Copy the items below with every "component" replaced by "system", changing nothing else.

'''

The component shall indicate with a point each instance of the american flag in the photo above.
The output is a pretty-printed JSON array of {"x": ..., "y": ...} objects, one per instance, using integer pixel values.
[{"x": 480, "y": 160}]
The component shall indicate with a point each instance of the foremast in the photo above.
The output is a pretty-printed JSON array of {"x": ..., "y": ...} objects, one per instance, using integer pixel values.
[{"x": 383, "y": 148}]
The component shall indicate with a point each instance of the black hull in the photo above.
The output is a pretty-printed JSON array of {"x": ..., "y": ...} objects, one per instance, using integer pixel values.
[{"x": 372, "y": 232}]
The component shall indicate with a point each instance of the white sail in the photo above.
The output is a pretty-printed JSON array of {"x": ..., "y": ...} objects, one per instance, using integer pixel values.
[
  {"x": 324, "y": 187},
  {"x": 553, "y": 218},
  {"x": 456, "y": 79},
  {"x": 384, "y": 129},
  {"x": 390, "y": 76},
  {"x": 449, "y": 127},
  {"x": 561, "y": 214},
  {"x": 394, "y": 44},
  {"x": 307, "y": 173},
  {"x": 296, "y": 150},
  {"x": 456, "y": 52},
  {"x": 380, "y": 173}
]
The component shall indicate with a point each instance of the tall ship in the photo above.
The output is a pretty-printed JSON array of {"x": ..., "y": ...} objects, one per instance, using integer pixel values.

'''

# Solution
The system shall indicate with a point each instance of the american flag in the photo above.
The output is a pretty-printed JSON array of {"x": ..., "y": ...} objects, one per instance, using integer pixel values.
[{"x": 480, "y": 160}]
The system shall indicate with a point each instance of the foremast in the photo above.
The output is a pretty-printed JSON array of {"x": ..., "y": ...} objects, one per instance, using integer pixel values.
[{"x": 383, "y": 148}]
The system shall indicate with a point each instance of the black hull in the photo above.
The output is a pretty-printed JSON array of {"x": ..., "y": ...} objects, one per instance, using integer pixel values.
[{"x": 372, "y": 232}]
The system shall indicate with a point each instance of the white sail in the photo above.
The output is a pretty-printed JSON array of {"x": ..., "y": ...} objects, one per instance, using integer pixel values.
[
  {"x": 324, "y": 187},
  {"x": 553, "y": 218},
  {"x": 456, "y": 79},
  {"x": 384, "y": 129},
  {"x": 390, "y": 76},
  {"x": 449, "y": 127},
  {"x": 561, "y": 214},
  {"x": 394, "y": 44},
  {"x": 307, "y": 173},
  {"x": 296, "y": 150},
  {"x": 456, "y": 52},
  {"x": 380, "y": 173}
]
The system shall indicate with a point each instance of the tall ship in the photo above.
The output is a pretty-printed JSON array of {"x": ..., "y": ...} objects, one per instance, using integer pixel values.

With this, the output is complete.